§ **DATA SUPPLIED**:
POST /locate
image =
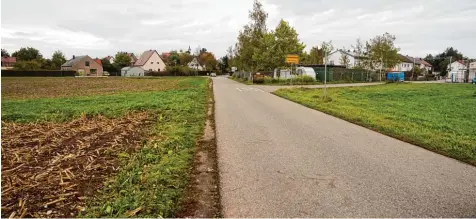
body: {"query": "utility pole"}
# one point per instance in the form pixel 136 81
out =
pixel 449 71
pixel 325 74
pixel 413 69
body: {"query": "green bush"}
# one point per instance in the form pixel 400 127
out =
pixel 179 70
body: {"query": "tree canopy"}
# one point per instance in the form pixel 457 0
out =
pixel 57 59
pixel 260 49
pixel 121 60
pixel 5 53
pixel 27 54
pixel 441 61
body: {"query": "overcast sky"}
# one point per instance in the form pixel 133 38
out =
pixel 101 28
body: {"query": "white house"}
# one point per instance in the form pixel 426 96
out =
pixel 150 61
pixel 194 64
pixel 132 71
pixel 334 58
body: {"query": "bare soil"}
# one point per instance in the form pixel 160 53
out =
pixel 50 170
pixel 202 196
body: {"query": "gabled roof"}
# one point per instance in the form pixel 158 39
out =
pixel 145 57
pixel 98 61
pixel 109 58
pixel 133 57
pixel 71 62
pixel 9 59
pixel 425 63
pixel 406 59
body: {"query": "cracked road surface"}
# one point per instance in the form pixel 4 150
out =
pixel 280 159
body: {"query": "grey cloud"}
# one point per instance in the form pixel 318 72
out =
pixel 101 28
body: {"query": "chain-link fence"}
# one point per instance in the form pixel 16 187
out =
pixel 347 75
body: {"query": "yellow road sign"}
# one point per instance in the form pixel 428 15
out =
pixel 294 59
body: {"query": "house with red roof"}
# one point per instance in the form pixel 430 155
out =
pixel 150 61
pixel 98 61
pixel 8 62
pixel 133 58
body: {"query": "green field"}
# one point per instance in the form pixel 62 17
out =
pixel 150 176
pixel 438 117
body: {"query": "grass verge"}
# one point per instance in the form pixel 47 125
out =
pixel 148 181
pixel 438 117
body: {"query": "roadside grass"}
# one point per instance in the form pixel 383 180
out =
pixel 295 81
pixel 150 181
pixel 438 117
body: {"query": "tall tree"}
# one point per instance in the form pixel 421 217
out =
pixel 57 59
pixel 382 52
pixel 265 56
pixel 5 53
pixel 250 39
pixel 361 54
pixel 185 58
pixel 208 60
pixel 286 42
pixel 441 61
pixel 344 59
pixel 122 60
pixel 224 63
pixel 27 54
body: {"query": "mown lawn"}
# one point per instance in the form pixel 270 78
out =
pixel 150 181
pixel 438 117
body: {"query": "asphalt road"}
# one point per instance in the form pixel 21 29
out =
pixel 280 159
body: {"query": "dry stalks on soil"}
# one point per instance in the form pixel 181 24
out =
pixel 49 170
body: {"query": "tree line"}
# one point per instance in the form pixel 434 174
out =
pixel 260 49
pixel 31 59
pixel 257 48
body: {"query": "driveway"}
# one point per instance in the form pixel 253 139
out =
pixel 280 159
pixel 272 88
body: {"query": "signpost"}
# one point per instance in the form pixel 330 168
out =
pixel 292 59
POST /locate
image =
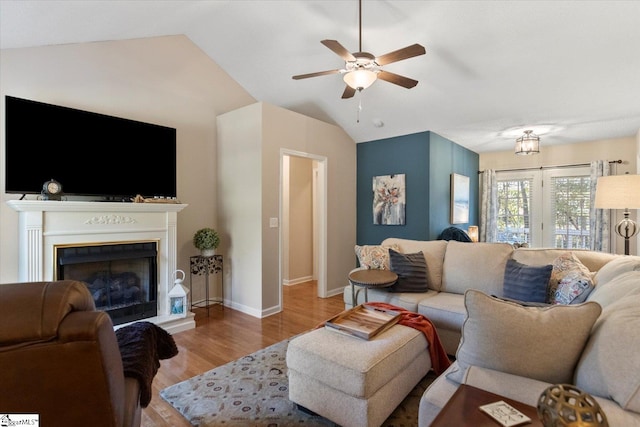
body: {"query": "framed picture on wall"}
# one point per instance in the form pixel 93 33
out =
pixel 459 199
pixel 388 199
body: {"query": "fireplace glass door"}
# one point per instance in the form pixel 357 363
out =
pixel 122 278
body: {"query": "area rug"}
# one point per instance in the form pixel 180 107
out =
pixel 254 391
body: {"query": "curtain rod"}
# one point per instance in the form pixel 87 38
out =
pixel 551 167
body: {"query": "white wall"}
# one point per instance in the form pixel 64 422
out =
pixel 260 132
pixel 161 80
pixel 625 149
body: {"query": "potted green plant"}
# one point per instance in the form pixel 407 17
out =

§ **EXERCISE GOAL**:
Could you give the material again exactly as it stands, omitting any image?

§ **WRITTEN SOLUTION**:
POST /locate
image =
body: {"query": "utility pole"}
# one point per instance in the form pixel 136 81
out =
pixel 449 71
pixel 325 74
pixel 413 69
body: {"query": "green bush"}
# one point per instance in the form pixel 400 127
out =
pixel 179 70
body: {"query": "tree canopy"}
# one point per instance in the form pixel 457 0
out =
pixel 57 59
pixel 260 49
pixel 121 60
pixel 5 53
pixel 27 54
pixel 441 61
body: {"query": "overcast sky"}
# one point per instance in the form pixel 133 38
out =
pixel 101 28
body: {"query": "white house"}
# one point per instance in the form pixel 426 96
out =
pixel 150 61
pixel 194 64
pixel 132 71
pixel 334 58
body: {"query": "bare soil"}
# one point per instance in the form pixel 160 53
out =
pixel 50 170
pixel 202 196
body: {"query": "gabled roof"}
# one point per instance in the form pixel 158 39
out =
pixel 145 57
pixel 98 61
pixel 109 58
pixel 133 57
pixel 71 62
pixel 9 59
pixel 425 63
pixel 406 59
body: {"query": "cracked road surface"}
# one point per instance in the form pixel 4 150
out =
pixel 280 159
body: {"query": "grey cloud"}
# one point per instance in the form pixel 318 72
out =
pixel 101 28
body: {"query": "chain-link fence"}
# one point per instance in the form pixel 16 187
out =
pixel 347 75
body: {"query": "yellow road sign"}
# one point per instance in the form pixel 428 15
out =
pixel 294 59
body: {"query": "house with red roof"}
# one point per instance in the form pixel 430 155
out =
pixel 150 61
pixel 98 61
pixel 8 62
pixel 133 58
body: {"query": "green field"}
# one point per instance in the form pixel 62 17
out =
pixel 150 176
pixel 438 117
body: {"query": "grass verge"}
# one point per instance in the form pixel 47 125
out =
pixel 148 181
pixel 438 117
body: {"query": "roadside grass"}
# one point per instance in the form pixel 383 180
out =
pixel 295 81
pixel 150 181
pixel 438 117
body: {"query": "tall tree"}
# one point per instance in the form pixel 421 217
out =
pixel 57 59
pixel 382 52
pixel 265 56
pixel 5 53
pixel 250 39
pixel 361 54
pixel 185 58
pixel 208 60
pixel 286 42
pixel 441 61
pixel 344 59
pixel 122 60
pixel 224 63
pixel 27 54
body: {"query": "mown lawn"}
# one point per instance in the form pixel 270 78
out =
pixel 150 181
pixel 438 117
body: {"query": "asphalt road"}
# one point per instance in the form pixel 21 29
out =
pixel 280 159
body: {"query": "dry stalks on soil"}
# one point per instance in the form pixel 181 24
out =
pixel 49 170
body: {"query": "tree line"}
# one point per instance in the form pixel 434 174
out =
pixel 260 49
pixel 31 59
pixel 257 48
body: {"query": "driveway"}
# one point per instance in the form pixel 253 139
out =
pixel 280 159
pixel 272 88
body: {"query": "signpost"}
# one point per instance in the form pixel 330 168
out =
pixel 292 59
POST /locate
image =
body: {"query": "framed picture on wall"}
# one point per instance in the form pixel 93 33
out =
pixel 459 199
pixel 388 199
body: {"query": "fireplace glass door"}
# one point per instance in the form pixel 357 363
out =
pixel 122 278
body: {"query": "area rug"}
# one point per instance in the form pixel 180 107
out =
pixel 254 391
body: {"query": "curtain rod"}
# one point per instance in the form pixel 87 38
out =
pixel 551 167
body: {"query": "white wall"}
# one point per instance in the form pixel 64 422
out =
pixel 260 132
pixel 161 80
pixel 625 149
body: {"query": "potted green plant"}
# one point per instance in the form pixel 407 17
out =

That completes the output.